◆ **SUPPLIED PASSAGE**:
##############################
Low-income communities are often plagued by food deserts and food swamps simultaneously, meaning they lack affordable grocery stores while facing an abundance of fast-food restaurants and convenience stores.
These families will come across bottled water that is more expensive than soda and food staples, like eggs, milk, and apples, that are more expensive than Cheetos.
Product development is one of several ways that companies engage in target marketing.
Pepsi Limón, Doritos Salsa Verde, and Tapatío hot sauce-flavored Fritos, for example, were created to attract Latino consumers.
Because youth of color are deemed as trendsetters, products are often created specifically for them.
“While there are benefits to food and beverage companies being inclusive with the products they offer and appealing to many cultures and ethnicities, doing so becomes a problem when such products are unhealthy,” the report states.
Junk foods are promoted in communities of culture by exploiting cultural sensibilities and using images, symbolism, and language.
Junk food companies exploit youths of color as brand ambassadors, mom bloggers as “top tier influencers” and celebrities of color while employing communities of color, supporting Black charitable organizations, and sponsoring important social programs, like college scholarships for Latino students.
Youths of color are disproportionately impacted by digital marketing because they more frequently use smartphones and mobile technology.
Influencer marketing is particularly underhanded, in that it is always happening. Moreover, children and teens may not realize that they are being advertised to.
Starbucks and Taco Bell, for example, are designing menu items specifically for influencer campaigns on Instagram.
“Supporting communities — especially those that have been historically neglected or discriminated against — is important, but it doesn’t give companies free rein to market their products that do the most harm,” the report states.
The food and beverage industry uses the 4 Ps together to promote unhealthy products at carefully set prices to Latinos online and in specific neighborhoods.
What Can We Do?
Below are recommendations to push food and beverage companies to stop aggressively marketing their least healthy products to communities of color.
- Lawmakers should enact federal and state privacy policies and digital consumer policies that would restrict food marketing strategies related to geotracking.
##############################
◆ **DATA**:
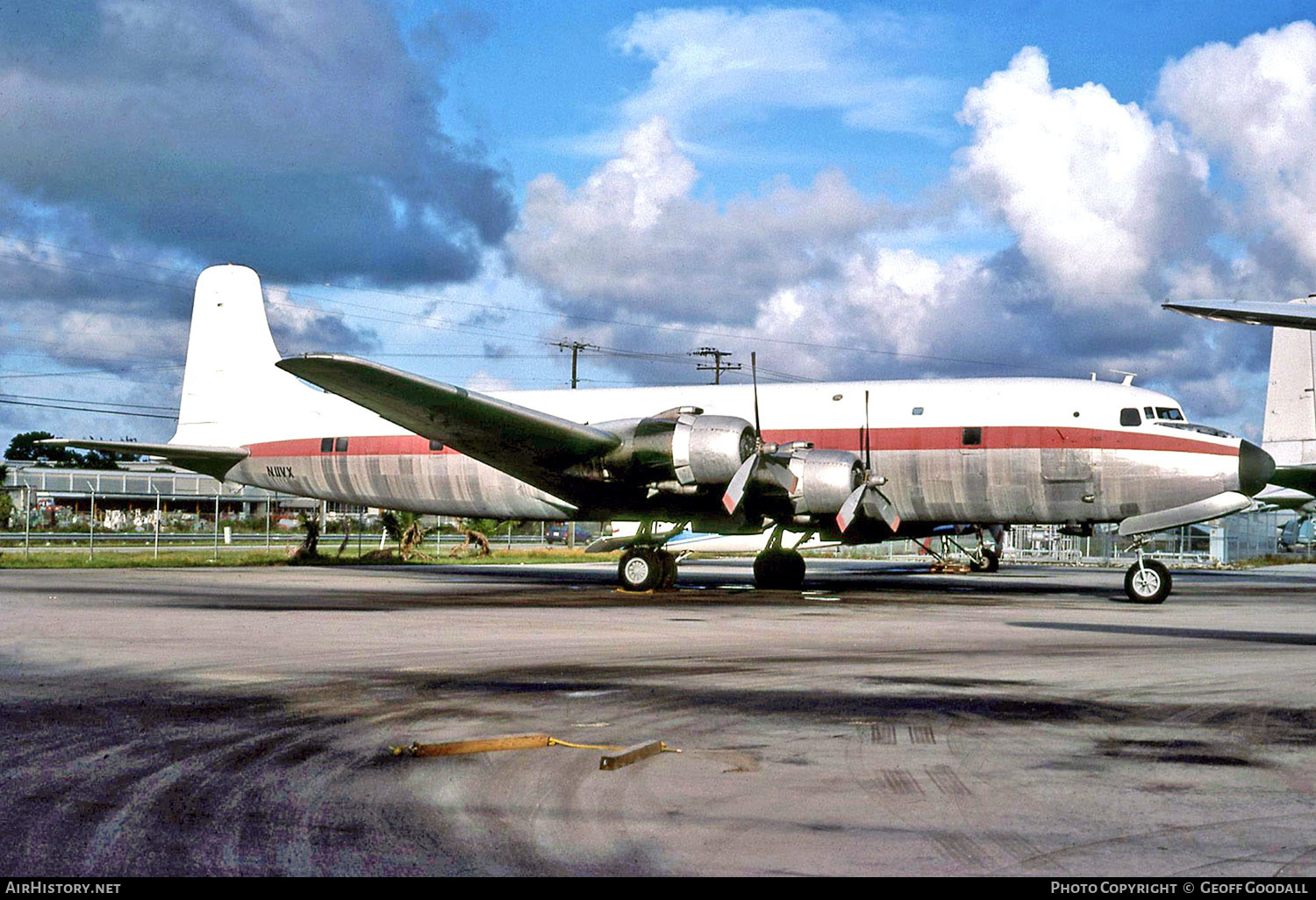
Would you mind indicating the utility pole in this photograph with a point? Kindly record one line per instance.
(719, 366)
(576, 346)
##############################
◆ **TASK A**:
Answer these questions using the passage on food marketing to communities of color:
(i) Which products does the passage say were created to attract Latino consumers?
(ii) According to the passage, why are youths of color disproportionately impacted by digital marketing?
(iii) Which two companies are named as designing menu items specifically for influencer campaigns on Instagram?
◆ **TASK B**:
Write the next part of the passage on food marketing to communities of color, picking up right after its final sentence.
The data comes from a different source than the text.

◆ **EXPECTED ANSWER A**:
(i) Pepsi Limón, Doritos Salsa Verde, and Tapatío hot sauce-flavored Fritos.
(ii) They more frequently use smartphones and mobile technology.
(iii) Starbucks and Taco Bell.

◆ **EXPECTED ANSWER B**:
- Cities could create tracking- and targeting-free zones that shield targeted populations from marketing for junk food and other unhealthy products.
- Companies’ inventory of tactics for targeting communities of color should be documented, publicized, and, where possible, used to engage in constructive industry discussion.
- Public health and community groups should continue to educate journalists so they can document how food and beverage companies engage in state-of-the-art research — such as digital ad testing and measurement, mobile phone focus groups, and digital panels tied to multicultural audiences — to help marketers understand communities of color and create appealing, unhealthy products and brands.
- Advocates should create or support community-based education and advocacy campaigns that explain the practice of target marketing, as well as show how the issue is linked to civil rights concerns related to discrimination and unfairness.
- Advocates can help by developing or joining public campaigns to hold food and beverage companies — and those selling marketing data to them — accountable.
- Advocates could encourage restaurants to participate in the Children’s Food and Beverage Advertising Initiative, which ensures minimum nutrition standards for foods marketed to kids.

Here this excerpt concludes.